_YOUR GOAL:_ Pull every line with the word "leaf" out of the entries below.

(Dataset entries)
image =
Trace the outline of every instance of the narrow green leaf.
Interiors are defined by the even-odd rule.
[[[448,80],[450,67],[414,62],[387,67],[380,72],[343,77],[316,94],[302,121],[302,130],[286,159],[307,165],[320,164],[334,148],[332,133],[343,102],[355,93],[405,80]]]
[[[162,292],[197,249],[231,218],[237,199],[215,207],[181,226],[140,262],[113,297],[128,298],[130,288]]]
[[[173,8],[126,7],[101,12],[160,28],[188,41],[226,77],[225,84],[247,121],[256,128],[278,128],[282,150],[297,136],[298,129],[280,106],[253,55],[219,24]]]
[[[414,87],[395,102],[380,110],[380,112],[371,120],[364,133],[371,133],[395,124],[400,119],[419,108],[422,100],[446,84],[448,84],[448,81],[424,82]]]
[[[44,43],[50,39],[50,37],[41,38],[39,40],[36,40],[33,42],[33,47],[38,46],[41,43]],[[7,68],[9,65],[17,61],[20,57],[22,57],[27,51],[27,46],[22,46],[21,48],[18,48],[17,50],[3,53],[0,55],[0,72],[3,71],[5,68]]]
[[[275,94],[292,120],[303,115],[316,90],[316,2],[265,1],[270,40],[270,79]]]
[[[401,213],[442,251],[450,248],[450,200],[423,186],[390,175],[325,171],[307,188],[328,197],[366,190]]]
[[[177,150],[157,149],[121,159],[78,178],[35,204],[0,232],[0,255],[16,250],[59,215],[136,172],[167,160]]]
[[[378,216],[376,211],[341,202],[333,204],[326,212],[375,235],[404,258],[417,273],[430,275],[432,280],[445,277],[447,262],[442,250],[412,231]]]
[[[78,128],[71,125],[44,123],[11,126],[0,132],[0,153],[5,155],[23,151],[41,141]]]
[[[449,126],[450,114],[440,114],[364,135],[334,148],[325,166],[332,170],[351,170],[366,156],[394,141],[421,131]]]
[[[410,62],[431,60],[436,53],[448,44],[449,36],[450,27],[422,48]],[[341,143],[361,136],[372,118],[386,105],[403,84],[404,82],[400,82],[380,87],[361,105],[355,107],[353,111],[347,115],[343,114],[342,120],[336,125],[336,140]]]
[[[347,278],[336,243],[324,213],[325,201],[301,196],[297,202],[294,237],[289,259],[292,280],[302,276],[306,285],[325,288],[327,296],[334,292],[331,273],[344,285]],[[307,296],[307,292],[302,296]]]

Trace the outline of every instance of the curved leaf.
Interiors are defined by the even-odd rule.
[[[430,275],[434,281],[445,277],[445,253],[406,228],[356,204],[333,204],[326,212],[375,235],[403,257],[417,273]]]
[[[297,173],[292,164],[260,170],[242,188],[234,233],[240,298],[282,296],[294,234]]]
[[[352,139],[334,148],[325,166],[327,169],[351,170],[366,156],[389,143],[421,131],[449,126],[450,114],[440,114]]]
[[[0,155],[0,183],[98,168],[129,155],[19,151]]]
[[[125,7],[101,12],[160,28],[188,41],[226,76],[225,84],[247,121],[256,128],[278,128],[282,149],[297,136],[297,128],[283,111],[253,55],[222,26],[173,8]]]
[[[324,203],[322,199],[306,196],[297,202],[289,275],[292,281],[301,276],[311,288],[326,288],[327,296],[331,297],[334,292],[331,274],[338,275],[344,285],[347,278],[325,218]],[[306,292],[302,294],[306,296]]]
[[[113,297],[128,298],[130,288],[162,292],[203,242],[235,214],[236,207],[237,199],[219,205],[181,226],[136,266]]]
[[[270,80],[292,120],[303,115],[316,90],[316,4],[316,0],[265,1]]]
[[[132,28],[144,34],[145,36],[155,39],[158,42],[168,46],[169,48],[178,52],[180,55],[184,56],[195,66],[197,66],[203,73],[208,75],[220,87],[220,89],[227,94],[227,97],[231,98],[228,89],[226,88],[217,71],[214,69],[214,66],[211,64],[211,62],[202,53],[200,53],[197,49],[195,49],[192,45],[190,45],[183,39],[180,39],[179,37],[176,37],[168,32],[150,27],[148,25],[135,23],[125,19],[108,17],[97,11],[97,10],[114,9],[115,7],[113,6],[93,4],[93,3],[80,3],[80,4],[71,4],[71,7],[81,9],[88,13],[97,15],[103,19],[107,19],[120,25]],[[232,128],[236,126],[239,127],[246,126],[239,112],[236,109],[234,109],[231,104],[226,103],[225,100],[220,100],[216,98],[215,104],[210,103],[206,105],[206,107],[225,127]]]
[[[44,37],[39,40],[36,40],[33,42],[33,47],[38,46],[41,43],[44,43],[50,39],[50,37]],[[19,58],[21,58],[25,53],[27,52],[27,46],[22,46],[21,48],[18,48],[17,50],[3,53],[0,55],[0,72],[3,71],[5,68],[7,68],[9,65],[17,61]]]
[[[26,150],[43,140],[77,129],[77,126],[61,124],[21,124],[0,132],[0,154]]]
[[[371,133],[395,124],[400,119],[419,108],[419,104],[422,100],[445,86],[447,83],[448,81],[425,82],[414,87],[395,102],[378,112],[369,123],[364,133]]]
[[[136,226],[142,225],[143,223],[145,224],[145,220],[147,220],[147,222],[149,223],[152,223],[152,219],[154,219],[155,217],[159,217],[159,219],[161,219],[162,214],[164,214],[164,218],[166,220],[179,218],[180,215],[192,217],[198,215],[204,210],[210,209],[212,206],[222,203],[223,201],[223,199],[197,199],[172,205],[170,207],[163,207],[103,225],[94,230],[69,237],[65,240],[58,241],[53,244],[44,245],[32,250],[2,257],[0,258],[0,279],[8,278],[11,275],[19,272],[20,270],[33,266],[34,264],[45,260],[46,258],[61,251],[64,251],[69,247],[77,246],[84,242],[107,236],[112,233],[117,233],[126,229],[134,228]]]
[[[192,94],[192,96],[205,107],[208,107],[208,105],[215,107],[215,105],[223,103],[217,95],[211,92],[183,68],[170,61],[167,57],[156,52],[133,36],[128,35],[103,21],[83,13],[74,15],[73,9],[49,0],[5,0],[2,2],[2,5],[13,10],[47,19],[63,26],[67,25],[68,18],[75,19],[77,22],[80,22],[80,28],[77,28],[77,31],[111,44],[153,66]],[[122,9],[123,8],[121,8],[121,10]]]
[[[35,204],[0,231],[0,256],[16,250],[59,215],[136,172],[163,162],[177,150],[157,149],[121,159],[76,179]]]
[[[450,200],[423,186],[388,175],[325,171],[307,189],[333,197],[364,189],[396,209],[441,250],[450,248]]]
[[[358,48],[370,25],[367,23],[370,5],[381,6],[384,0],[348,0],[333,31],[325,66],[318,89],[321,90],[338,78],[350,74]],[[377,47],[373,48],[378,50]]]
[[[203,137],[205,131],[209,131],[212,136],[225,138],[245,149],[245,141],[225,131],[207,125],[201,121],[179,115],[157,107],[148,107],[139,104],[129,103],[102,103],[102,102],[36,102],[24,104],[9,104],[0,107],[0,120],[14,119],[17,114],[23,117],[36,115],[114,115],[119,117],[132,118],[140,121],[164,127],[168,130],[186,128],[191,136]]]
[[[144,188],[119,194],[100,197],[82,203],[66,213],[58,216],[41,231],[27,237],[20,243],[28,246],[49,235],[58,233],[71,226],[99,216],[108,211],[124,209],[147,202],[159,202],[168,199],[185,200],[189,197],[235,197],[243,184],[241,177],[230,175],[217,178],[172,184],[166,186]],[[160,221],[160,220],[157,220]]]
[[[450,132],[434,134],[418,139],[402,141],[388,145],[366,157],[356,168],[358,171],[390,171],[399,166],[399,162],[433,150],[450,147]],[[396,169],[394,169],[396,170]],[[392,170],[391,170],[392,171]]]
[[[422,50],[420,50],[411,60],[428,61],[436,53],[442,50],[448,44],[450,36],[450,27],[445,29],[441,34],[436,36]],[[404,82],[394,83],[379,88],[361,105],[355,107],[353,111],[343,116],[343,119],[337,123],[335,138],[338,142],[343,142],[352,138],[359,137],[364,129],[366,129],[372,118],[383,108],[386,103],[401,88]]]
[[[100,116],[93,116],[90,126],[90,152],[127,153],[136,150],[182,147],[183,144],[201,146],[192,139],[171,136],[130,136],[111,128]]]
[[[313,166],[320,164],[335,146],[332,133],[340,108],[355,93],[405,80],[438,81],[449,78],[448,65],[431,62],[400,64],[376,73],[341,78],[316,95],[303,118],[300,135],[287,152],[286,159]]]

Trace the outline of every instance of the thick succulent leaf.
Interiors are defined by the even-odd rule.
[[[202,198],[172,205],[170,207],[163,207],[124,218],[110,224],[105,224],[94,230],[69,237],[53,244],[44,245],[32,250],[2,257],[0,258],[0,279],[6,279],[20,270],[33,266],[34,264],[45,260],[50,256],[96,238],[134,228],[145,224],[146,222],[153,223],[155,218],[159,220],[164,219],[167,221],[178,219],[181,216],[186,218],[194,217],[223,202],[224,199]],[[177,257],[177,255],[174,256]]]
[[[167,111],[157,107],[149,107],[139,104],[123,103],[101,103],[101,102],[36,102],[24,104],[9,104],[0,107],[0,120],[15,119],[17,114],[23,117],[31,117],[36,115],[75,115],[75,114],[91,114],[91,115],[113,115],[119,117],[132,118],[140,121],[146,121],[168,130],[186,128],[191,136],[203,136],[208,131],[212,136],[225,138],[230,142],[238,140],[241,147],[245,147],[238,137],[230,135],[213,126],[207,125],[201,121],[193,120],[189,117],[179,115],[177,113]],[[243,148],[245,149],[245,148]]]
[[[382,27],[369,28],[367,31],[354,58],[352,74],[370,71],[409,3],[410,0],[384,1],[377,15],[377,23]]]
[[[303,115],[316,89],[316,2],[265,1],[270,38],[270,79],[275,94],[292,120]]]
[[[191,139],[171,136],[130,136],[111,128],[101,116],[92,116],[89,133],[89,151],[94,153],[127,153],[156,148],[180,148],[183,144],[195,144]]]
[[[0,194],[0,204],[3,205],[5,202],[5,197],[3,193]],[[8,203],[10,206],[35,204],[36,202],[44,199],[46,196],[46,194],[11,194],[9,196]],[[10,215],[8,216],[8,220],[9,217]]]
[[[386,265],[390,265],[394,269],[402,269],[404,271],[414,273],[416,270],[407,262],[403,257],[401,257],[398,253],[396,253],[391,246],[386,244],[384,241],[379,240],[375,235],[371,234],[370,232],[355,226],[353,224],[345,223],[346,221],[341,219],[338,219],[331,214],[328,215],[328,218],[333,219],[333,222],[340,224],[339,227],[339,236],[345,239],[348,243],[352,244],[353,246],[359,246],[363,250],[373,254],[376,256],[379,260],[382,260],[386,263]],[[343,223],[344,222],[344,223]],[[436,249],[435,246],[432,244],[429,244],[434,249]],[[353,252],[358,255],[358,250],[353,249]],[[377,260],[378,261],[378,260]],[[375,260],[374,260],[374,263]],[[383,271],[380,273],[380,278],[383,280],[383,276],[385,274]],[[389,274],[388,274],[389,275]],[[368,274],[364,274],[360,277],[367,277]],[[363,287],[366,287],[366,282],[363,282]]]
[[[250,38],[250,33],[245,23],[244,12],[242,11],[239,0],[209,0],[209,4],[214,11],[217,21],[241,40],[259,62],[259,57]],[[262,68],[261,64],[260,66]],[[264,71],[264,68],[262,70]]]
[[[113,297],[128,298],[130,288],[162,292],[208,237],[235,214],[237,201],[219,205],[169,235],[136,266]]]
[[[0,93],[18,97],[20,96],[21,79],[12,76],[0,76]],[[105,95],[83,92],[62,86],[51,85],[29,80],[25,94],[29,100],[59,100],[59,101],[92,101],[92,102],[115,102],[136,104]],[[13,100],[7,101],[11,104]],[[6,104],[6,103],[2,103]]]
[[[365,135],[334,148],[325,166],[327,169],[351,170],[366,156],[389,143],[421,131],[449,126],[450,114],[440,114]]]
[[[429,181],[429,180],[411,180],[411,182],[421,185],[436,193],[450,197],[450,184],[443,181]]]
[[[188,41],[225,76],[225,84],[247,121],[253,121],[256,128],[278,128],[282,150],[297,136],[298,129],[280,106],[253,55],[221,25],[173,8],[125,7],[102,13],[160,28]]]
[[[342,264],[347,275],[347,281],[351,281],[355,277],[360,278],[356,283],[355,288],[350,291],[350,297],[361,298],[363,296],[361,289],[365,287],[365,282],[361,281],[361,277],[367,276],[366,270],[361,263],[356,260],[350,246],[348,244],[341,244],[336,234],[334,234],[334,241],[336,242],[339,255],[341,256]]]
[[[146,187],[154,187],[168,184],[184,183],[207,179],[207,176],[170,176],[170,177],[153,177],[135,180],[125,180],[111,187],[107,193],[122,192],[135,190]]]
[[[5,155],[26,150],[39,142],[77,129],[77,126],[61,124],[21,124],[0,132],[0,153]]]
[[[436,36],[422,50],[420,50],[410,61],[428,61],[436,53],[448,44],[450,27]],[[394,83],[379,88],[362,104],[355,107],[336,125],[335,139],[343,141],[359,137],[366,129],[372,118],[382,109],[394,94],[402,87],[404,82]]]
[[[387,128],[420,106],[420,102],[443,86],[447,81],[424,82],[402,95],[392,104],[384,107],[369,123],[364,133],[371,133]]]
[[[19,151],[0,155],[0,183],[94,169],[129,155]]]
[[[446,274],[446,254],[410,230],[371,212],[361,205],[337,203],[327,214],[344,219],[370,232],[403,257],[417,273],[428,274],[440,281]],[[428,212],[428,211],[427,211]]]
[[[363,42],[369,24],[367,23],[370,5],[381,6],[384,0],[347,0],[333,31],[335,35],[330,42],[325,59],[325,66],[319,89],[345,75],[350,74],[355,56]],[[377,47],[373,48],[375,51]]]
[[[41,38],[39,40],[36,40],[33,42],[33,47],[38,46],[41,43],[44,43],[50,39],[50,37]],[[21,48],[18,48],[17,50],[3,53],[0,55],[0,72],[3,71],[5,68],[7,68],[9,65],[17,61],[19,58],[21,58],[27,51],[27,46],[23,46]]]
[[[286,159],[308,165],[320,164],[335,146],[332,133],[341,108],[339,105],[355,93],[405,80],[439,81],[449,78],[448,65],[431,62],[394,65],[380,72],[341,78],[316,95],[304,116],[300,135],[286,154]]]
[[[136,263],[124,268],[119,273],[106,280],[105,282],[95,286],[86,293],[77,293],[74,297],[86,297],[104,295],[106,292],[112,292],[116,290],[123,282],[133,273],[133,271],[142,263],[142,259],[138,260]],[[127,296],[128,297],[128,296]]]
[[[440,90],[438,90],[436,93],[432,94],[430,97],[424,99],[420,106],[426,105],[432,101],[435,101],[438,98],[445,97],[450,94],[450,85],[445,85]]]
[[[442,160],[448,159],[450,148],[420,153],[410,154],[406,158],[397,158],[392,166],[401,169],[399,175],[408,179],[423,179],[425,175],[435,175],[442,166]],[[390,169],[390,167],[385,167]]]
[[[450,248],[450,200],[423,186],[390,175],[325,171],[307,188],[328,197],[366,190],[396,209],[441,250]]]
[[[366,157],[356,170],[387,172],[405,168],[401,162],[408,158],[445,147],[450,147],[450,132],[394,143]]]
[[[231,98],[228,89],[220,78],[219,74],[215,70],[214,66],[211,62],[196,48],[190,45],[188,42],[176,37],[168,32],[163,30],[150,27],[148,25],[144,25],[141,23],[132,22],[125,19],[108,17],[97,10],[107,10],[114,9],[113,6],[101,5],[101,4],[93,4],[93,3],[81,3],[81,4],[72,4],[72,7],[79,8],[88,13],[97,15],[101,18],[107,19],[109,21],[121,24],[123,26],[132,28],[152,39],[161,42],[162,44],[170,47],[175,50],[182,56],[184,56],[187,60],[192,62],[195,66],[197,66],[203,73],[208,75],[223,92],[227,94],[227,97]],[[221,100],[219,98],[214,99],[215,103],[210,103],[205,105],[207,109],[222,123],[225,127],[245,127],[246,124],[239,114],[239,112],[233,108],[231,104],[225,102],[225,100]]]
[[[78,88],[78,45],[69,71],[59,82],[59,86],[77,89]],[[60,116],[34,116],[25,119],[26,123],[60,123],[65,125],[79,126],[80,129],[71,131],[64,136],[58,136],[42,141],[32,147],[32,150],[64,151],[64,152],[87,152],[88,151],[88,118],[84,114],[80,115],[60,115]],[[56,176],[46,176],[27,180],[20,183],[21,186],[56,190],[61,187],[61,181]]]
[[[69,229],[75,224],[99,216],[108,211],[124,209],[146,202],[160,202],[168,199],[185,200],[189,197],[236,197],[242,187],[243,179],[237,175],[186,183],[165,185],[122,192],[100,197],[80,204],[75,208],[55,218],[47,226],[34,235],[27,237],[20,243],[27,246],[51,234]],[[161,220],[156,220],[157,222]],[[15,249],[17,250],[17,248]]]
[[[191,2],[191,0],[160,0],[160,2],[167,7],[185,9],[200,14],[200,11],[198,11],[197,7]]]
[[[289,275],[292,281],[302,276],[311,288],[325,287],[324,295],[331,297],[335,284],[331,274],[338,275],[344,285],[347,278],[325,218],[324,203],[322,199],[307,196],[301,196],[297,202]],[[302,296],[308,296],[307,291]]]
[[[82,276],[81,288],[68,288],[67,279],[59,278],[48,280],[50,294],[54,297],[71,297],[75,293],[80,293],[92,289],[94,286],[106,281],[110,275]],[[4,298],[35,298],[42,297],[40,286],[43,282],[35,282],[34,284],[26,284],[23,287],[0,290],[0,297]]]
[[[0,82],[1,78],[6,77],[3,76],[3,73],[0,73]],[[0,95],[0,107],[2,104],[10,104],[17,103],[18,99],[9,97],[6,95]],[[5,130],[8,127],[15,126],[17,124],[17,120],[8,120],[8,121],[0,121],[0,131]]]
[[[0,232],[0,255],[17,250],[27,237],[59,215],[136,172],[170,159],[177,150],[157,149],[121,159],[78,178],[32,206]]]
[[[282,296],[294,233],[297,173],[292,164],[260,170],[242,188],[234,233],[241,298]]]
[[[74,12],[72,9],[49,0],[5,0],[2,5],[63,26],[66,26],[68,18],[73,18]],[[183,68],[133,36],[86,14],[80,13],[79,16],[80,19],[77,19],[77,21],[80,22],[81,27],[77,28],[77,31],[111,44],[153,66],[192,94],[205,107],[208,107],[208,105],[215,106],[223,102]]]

_SOLUTION:_
Trace the outline of every instance of the narrow green leaf.
Trace the outline of every instance of the curved leaf.
Trace the outline of every instance of the thick succulent leaf.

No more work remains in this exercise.